§ What the task asks:
Reproduce the forum thread on CPU overheating below, word for word and in full.

§ Passage given:

▶

The scary thing, of course, is how quick it happened. I was not in that control panel for the eSATA card long. Maybe a minute. It takes *very little* time for a CPU to overheat... which is why it is important your dynamic fan speed control be ACTIVE, *OR* your CPU fan remains at 100%. This is why I now believe this to be a bug in my UEFI, though I doubt it is uncommon :o. It is more likely this condition, a device initializing that requires user input, was not something they tested extensively, *or* they figured the CPU surely wouldn't overheat in such a small amount of time (wrong!).
Software Engineer. Bitsum LLC.

BenYeeHua

And the final way to fix it is report it to the developers.  ;)
----
And I learn the new thing now. :)

Jeremy Collake

Another nice thing would be if the CPU *defaulted* to running at its lowest multiplier (lowest frequency and voltage state) when in legacy mode. After all, that's all we need in legacy mode (or most people anyway). However, since *some* do need full computing capacity in legacy mode, this will likely never happen. Then we have these BIOSs / UEFI that want to 'overclock' your system for you ....

◀

Records from a collection
▶

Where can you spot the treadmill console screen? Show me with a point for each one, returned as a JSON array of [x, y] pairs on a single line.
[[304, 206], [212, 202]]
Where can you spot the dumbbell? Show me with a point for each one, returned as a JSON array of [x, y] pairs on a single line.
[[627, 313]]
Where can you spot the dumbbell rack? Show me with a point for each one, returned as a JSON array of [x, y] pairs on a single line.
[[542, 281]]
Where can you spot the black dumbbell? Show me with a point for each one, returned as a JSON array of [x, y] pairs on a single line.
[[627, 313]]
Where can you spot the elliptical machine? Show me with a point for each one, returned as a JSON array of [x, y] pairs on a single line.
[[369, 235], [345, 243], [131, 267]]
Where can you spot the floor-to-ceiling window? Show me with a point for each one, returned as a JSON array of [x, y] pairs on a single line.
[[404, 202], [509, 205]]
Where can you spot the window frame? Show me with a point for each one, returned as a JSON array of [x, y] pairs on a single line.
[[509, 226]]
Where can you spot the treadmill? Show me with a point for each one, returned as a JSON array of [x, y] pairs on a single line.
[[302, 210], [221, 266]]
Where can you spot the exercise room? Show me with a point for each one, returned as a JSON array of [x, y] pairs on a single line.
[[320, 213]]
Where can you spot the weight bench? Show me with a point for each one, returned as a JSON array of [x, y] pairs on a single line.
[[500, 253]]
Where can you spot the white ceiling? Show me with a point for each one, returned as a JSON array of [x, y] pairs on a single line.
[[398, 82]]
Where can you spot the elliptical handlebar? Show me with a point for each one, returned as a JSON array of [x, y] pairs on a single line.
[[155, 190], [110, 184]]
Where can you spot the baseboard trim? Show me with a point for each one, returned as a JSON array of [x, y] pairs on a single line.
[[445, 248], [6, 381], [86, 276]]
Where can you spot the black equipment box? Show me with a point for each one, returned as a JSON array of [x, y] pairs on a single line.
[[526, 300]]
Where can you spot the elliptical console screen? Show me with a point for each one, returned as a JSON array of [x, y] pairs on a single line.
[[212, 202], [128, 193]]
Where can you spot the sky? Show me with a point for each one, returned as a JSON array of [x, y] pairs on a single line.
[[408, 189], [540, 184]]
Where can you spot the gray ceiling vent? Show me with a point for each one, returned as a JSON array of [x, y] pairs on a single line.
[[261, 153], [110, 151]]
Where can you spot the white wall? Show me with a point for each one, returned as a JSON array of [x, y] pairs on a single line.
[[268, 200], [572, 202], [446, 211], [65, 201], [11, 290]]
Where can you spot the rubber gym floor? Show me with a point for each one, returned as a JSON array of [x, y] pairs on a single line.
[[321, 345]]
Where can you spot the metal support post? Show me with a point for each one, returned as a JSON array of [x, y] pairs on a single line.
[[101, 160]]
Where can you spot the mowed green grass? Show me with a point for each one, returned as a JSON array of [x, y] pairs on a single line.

◀

§ Completed exercise:
The scary thing, of course, is how quick it happened. I was not in that control panel for the eSATA card long. Maybe a minute. It takes *very little* time for a CPU to overheat... which is why it is important your dynamic fan speed control be ACTIVE, *OR* your CPU fan remains at 100%. This is why I now believe this to be a bug in my UEFI, though I doubt it is uncommon :o. It is more likely this condition, a device initializing that requires user input, was not something they tested extensively, *or* they figured the CPU surely wouldn't overheat in such a small amount of time (wrong!).
Software Engineer. Bitsum LLC.

BenYeeHua

And the final way to fix it is report it to the developers.  ;)
----
And I learn the new thing now. :)

Jeremy Collake

Another nice thing would be if the CPU *defaulted* to running at its lowest multiplier (lowest frequency and voltage state) when in legacy mode. After all, that's all we need in legacy mode (or most people anyway). However, since *some* do need full computing capacity in legacy mode, this will likely never happen. Then we have these BIOSs / UEFI that want to 'overclock' your system for you ....